→ **Tasks and exercises**:
1. In the Henry v. State opinion, what punishment was assessed against the appellant?
2. Reproduce the Henry v. State opinion word for word from "DAVIDSON, J." to "flight of defendant.".
3. Carry on the Henry v. State opinion, writing onward from its final sentence.
───── Quoted passage ─────
Henry v. State

Decision Date15 December 1897
PartiesHENRY v. STATE.
CourtTexas Court of Criminal Appeals

Appeal from district court, Walker county; J. M. Smither, Judge.

Pat Henry, Jr., was convicted of hog theft, and appeals. Affirmed.

Mann Trice, for the State.

DAVIDSON, J.

Appellant was convicted of hog theft, and his punishment assessed at two years' confinement in the penitentiary; hence this appeal.

In his first bill of exceptions, appellant complains of the action of the court in permitting the sheriff of Walker county to state that during three years he had in his hands capiases for the arrest of the defendant, and had made diligent inquiry as to his whereabouts in that county, and had failed to find him. Several objections were urged to the admission of this testimony, none of which have any merit. This character of testimony is always admissible to show the flight of defendant.
───── Given data ─────
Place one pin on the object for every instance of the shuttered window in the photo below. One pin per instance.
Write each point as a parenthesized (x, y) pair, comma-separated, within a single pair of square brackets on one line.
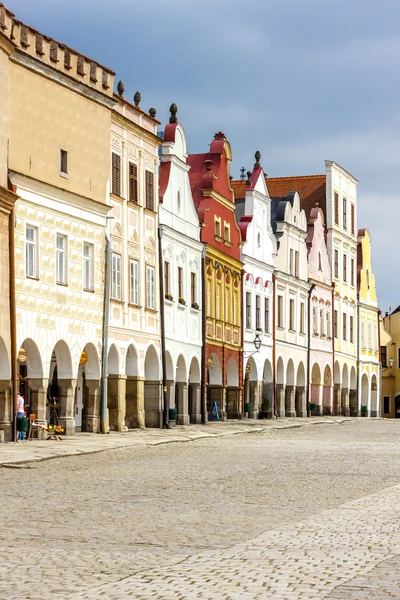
[(149, 190), (116, 174), (133, 184)]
─────
→ **Solved tasks**:
1. Two years' confinement in the penitentiary.

2.
DAVIDSON, J.

Appellant was convicted of hog theft, and his punishment assessed at two years' confinement in the penitentiary; hence this appeal.

In his first bill of exceptions, appellant complains of the action of the court in permitting the sheriff of Walker county to state that during three years he had in his hands capiases for the arrest of the defendant, and had made diligent inquiry as to his whereabouts in that county, and had failed to find him. Several objections were urged to the admission of this testimony, none of which have any merit. This character of testimony is always admissible to show the flight of defendant.

3.
By the second bill of exceptions, he complains that the court permitted the witness Nettle Tillas to state that defendant, after the commission of the offense charged, left Walker county, where the offense was committed. This was objected to because no predicate was laid for the introduction of this character of testimony, by "showing that this defendant was under bond, and failed to appear, or that he had no right to leave the county of Walker." No predicate was necessary to be laid. The mere fact that he left the county just after the commission of this offense, and knew that he was suspected, was predicate sufficient. It was a statement of the fact, predicated upon the charge of theft and subsequent flight. Nor is it necessary that he should be under bond, in order to introduce evidence of his flight. If this were true, the evidence of flight of a defendant could not be admitted at all, if he had not been arrested, and subsequently fled.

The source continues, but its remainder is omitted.